■ Énoncé A
Recopiez sans la moindre modification le passage du texte sur l'apartheid et la Palestine qui va de « L’expérience sud-africaine démontre » jusqu'à « israélienne soit limitée. ».

L’expérience sud-africaine démontre qu’une action internationale coordonnée peut transformer un rapport de force inégal. Entre 1985 et 1994, sanctions économiques, boycotts culturels et pressions diplomatiques ont été décisifs pour mettre fin à l’apartheid (UN General Assembly, 1985). Pour la Palestine, la reconnaissance diplomatique doit être accompagnée de sanctions et de pressions internationales coordonnées pour que ses droits deviennent effectifs et que l’impunité israélienne soit limitée.

■ Les données
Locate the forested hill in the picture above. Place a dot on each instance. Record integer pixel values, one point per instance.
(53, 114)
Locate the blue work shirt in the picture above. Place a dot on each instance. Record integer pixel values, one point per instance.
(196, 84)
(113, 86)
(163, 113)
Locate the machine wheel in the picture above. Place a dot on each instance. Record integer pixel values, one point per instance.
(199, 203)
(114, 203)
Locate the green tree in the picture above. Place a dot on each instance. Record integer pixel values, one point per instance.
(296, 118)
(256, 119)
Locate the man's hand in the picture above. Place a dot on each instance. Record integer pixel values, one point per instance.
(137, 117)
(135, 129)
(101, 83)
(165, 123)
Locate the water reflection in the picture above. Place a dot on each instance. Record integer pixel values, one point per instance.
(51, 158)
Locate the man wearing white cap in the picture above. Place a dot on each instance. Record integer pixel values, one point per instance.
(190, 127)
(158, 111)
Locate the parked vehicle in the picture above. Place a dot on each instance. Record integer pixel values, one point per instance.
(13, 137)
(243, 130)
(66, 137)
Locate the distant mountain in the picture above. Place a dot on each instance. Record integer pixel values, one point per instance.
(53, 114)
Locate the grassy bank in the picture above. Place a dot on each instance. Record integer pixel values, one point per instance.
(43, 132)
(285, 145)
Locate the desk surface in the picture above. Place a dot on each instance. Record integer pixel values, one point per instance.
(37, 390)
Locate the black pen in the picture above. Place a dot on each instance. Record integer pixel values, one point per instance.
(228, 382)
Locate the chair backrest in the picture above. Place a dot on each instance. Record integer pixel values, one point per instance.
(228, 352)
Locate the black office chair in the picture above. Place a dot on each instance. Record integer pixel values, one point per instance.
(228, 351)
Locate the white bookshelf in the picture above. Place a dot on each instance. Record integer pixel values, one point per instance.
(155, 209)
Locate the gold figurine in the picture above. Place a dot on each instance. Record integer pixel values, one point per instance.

■ Énoncé B
Modifiez les lignes de données depuis celle qui contient « Locate the chair » jusqu'à la dernière, en remplaçant « white bookshelf » par « wooden bookshelf » sans rien changer d'autre. Ne fournissez que ces lignes.

■ Réponse complète A
L’expérience sud-africaine démontre qu’une action internationale coordonnée peut transformer un rapport de force inégal. Entre 1985 et 1994, sanctions économiques, boycotts culturels et pressions diplomatiques ont été décisifs pour mettre fin à l’apartheid (UN General Assembly, 1985). Pour la Palestine, la reconnaissance diplomatique doit être accompagnée de sanctions et de pressions internationales coordonnées pour que ses droits deviennent effectifs et que l’impunité israélienne soit limitée.

■ Réponse complète B
Locate the chair backrest in the picture above. Place a dot on each instance. Record integer pixel values, one point per instance.
(228, 352)
Locate the black office chair in the picture above. Place a dot on each instance. Record integer pixel values, one point per instance.
(228, 351)
Locate the wooden bookshelf in the picture above. Place a dot on each instance. Record integer pixel values, one point per instance.
(155, 209)
Locate the gold figurine in the picture above. Place a dot on each instance. Record integer pixel values, one point per instance.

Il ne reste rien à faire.